## What you will do:
Reproduce every entry exactly.
***
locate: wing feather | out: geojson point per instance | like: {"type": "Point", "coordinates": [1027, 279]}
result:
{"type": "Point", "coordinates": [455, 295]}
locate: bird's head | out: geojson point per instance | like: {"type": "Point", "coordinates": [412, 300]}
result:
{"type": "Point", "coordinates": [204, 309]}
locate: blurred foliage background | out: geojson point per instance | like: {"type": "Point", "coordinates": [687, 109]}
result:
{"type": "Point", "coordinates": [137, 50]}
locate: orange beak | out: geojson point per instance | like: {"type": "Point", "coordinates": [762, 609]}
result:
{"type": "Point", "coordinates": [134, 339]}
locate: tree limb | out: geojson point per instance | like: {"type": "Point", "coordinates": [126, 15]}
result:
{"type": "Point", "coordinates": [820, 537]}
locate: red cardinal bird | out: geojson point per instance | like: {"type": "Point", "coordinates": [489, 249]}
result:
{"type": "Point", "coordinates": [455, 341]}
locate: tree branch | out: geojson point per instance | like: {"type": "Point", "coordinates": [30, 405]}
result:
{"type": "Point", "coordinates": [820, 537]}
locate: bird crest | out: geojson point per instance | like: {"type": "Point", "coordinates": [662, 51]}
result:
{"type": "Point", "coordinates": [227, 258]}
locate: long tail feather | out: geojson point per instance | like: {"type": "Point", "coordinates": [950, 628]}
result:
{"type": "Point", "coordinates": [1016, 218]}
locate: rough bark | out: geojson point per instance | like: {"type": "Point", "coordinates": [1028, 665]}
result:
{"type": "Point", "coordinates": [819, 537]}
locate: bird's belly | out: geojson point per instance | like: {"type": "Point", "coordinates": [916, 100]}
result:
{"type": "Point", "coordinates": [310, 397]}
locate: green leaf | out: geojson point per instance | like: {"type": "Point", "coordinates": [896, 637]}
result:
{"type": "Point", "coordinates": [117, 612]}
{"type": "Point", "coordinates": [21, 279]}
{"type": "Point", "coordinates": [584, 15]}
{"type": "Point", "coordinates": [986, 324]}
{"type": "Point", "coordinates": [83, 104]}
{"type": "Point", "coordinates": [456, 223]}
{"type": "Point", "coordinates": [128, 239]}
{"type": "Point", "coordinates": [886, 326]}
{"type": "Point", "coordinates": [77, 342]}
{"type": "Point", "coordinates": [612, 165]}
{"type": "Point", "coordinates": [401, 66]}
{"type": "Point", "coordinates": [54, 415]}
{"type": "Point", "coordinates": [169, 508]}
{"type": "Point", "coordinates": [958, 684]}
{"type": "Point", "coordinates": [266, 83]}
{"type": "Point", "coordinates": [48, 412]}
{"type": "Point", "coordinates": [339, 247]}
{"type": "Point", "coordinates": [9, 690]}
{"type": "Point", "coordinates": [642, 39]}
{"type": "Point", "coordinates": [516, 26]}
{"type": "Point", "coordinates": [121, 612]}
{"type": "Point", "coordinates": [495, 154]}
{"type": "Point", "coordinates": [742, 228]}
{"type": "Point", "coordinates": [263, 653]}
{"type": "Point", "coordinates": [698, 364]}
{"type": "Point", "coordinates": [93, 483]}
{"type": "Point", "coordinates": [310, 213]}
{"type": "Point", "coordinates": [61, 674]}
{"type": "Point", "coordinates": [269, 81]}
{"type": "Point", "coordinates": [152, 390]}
***
## Correct answer:
locate: wing feather | out: geojson point per instance | like: {"type": "Point", "coordinates": [1027, 279]}
result:
{"type": "Point", "coordinates": [455, 295]}
locate: bird's head | out: geojson point per instance | like: {"type": "Point", "coordinates": [412, 300]}
result:
{"type": "Point", "coordinates": [204, 309]}
locate: blurred foliage background | out: geojson point per instance | like: {"type": "Point", "coordinates": [687, 109]}
result:
{"type": "Point", "coordinates": [137, 50]}
locate: orange beak | out: geojson point per instance | like: {"type": "Point", "coordinates": [762, 609]}
result:
{"type": "Point", "coordinates": [134, 339]}
locate: tree limb | out: geojson point per instance | like: {"type": "Point", "coordinates": [126, 15]}
result:
{"type": "Point", "coordinates": [820, 537]}
locate: red cardinal bird | out: geojson point per instance | like: {"type": "Point", "coordinates": [489, 249]}
result:
{"type": "Point", "coordinates": [455, 341]}
locate: tree branch | out: geojson point per instance | like: {"type": "Point", "coordinates": [30, 405]}
result:
{"type": "Point", "coordinates": [820, 537]}
locate: bird crest | out: geojson point per instance | like: {"type": "Point", "coordinates": [662, 51]}
result:
{"type": "Point", "coordinates": [227, 258]}
locate: long tail feather | out: geojson point per instance | like: {"type": "Point", "coordinates": [950, 628]}
result:
{"type": "Point", "coordinates": [1016, 218]}
locate: rough bark | out: geojson point per instance | like: {"type": "Point", "coordinates": [1028, 665]}
result:
{"type": "Point", "coordinates": [819, 537]}
locate: bird's belly | out: geojson point per instance | like: {"type": "Point", "coordinates": [916, 100]}
result:
{"type": "Point", "coordinates": [310, 397]}
locate: green leaf | out: geojson point per instance | like: {"type": "Point", "coordinates": [896, 637]}
result:
{"type": "Point", "coordinates": [117, 612]}
{"type": "Point", "coordinates": [21, 279]}
{"type": "Point", "coordinates": [584, 15]}
{"type": "Point", "coordinates": [986, 324]}
{"type": "Point", "coordinates": [83, 104]}
{"type": "Point", "coordinates": [456, 223]}
{"type": "Point", "coordinates": [128, 239]}
{"type": "Point", "coordinates": [886, 326]}
{"type": "Point", "coordinates": [77, 342]}
{"type": "Point", "coordinates": [612, 165]}
{"type": "Point", "coordinates": [401, 66]}
{"type": "Point", "coordinates": [54, 415]}
{"type": "Point", "coordinates": [169, 508]}
{"type": "Point", "coordinates": [958, 684]}
{"type": "Point", "coordinates": [266, 83]}
{"type": "Point", "coordinates": [48, 412]}
{"type": "Point", "coordinates": [339, 247]}
{"type": "Point", "coordinates": [9, 690]}
{"type": "Point", "coordinates": [642, 39]}
{"type": "Point", "coordinates": [516, 26]}
{"type": "Point", "coordinates": [121, 612]}
{"type": "Point", "coordinates": [495, 154]}
{"type": "Point", "coordinates": [742, 228]}
{"type": "Point", "coordinates": [263, 653]}
{"type": "Point", "coordinates": [698, 364]}
{"type": "Point", "coordinates": [93, 483]}
{"type": "Point", "coordinates": [310, 213]}
{"type": "Point", "coordinates": [61, 674]}
{"type": "Point", "coordinates": [269, 81]}
{"type": "Point", "coordinates": [152, 390]}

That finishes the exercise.